═══ Passage to read

The last few months have left me feeling so very shaken and squeezed. Despite our best efforts, medical intervention, and significant investment, things haven’t changed: my dear wife is falling apart before my eyes.
Yet God remains silent.
Despite a renewed commitment earlier this year, I feel myself drifting. There is a distance growing between me and my Father.
I’m not sure I care.
I felt this same enmity when, all those years ago, I prayed for my grandmother to live, and she didn’t. Instead, my grandfather, whom she cared for, was moved from sibling to sibling. And finally into a home. (While an uncle sold off all his earthly goods to pay off debt).
Whatever comfort may come from God seems cold, distant, indifferent.
And I’ve found I’m not strong. I’m weak and worn. I want my wife back, I want our life back. Every day a piece of my heart is torn out when I have to leave her in tears to go to work.

══════
═══ Data section

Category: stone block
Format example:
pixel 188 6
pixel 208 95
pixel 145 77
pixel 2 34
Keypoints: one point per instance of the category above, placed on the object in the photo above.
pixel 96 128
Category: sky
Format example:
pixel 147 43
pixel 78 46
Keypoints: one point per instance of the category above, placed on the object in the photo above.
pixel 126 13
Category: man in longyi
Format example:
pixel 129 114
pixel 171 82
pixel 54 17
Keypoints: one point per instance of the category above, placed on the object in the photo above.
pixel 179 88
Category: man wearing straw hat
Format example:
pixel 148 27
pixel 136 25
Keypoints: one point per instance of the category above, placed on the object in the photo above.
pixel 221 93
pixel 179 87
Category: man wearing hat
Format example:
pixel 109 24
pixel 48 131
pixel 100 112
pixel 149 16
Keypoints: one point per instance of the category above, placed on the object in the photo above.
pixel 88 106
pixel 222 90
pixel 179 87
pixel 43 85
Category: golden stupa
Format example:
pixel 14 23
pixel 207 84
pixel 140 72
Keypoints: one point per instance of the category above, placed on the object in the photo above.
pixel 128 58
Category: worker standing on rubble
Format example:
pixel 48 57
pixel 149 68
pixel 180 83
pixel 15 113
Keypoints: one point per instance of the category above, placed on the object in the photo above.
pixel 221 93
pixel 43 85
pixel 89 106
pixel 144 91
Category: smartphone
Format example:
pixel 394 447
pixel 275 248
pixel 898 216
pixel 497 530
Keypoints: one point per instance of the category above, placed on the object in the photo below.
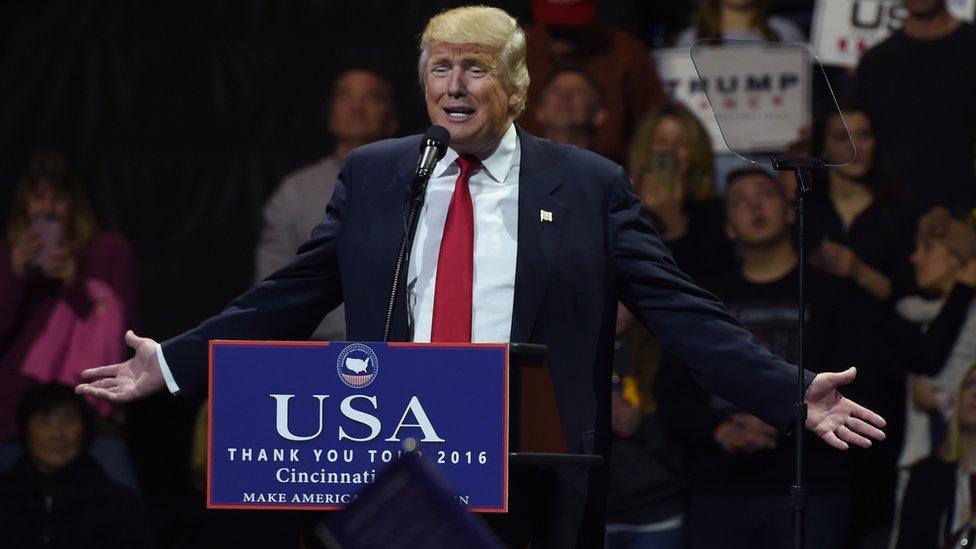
pixel 662 169
pixel 48 230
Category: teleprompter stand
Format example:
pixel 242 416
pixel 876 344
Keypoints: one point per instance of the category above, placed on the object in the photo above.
pixel 802 169
pixel 536 431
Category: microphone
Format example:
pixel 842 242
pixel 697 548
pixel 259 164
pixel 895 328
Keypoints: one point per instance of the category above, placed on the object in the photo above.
pixel 433 146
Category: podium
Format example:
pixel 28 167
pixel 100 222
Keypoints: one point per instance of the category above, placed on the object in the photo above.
pixel 303 425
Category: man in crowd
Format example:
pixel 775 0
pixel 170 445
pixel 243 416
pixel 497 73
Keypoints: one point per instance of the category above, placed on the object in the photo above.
pixel 566 34
pixel 520 240
pixel 739 464
pixel 56 494
pixel 361 111
pixel 571 110
pixel 918 88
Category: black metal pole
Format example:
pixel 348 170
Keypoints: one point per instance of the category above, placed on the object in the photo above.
pixel 403 257
pixel 802 168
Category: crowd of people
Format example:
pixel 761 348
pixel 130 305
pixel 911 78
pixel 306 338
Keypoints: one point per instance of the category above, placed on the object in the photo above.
pixel 890 287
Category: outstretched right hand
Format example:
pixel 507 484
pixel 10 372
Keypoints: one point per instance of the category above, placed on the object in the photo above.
pixel 133 379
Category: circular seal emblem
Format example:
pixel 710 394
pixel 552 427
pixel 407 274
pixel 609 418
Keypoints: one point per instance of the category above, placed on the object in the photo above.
pixel 357 365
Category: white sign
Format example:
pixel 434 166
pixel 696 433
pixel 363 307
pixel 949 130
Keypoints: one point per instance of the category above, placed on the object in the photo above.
pixel 844 29
pixel 760 93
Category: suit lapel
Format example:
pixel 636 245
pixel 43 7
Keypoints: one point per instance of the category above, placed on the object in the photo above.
pixel 541 220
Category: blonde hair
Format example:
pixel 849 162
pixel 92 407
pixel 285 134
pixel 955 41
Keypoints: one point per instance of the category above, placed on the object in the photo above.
pixel 485 26
pixel 50 168
pixel 952 447
pixel 695 138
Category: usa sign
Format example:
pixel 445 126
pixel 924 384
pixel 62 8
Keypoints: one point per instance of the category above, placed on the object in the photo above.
pixel 844 29
pixel 306 425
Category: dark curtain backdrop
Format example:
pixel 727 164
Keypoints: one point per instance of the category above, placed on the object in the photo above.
pixel 183 116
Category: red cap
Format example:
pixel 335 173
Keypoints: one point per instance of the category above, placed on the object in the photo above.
pixel 564 13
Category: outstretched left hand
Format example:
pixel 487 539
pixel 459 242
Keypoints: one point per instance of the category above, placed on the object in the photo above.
pixel 836 419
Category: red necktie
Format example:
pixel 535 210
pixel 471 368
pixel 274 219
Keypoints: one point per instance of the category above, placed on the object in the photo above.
pixel 455 263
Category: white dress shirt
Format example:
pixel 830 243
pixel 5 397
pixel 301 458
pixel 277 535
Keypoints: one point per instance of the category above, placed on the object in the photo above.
pixel 494 194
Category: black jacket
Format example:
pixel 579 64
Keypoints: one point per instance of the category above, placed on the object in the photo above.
pixel 929 505
pixel 79 507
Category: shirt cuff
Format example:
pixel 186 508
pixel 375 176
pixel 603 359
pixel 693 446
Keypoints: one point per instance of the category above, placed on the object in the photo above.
pixel 167 374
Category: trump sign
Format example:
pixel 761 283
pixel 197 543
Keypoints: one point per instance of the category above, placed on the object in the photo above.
pixel 306 425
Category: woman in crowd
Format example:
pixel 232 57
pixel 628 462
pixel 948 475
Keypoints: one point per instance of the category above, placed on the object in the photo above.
pixel 945 269
pixel 739 20
pixel 66 290
pixel 938 508
pixel 859 232
pixel 671 167
pixel 57 495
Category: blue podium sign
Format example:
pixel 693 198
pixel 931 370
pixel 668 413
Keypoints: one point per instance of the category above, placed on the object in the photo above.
pixel 306 425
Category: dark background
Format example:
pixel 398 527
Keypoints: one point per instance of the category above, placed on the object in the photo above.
pixel 183 116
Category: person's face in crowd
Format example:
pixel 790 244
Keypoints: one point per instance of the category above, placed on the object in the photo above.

══════

* Problems and tasks *
A. In the passage on faith and a wife's illness, what happened to the writer's grandfather after the grandmother died?
B. Reproduce the stretch of the passage on faith and a wife's illness from "The last few" through "and my Father.".
The rows are taken from a separate source unrelated to the passage.

* Answers given *
A. He was moved from sibling to sibling and finally into a home.

B.
The last few months have left me feeling so very shaken and squeezed. Despite our best efforts, medical intervention, and significant investment, things haven’t changed: my dear wife is falling apart before my eyes.
Yet God remains silent.
Despite a renewed commitment earlier this year, I feel myself drifting. There is a distance growing between me and my Father.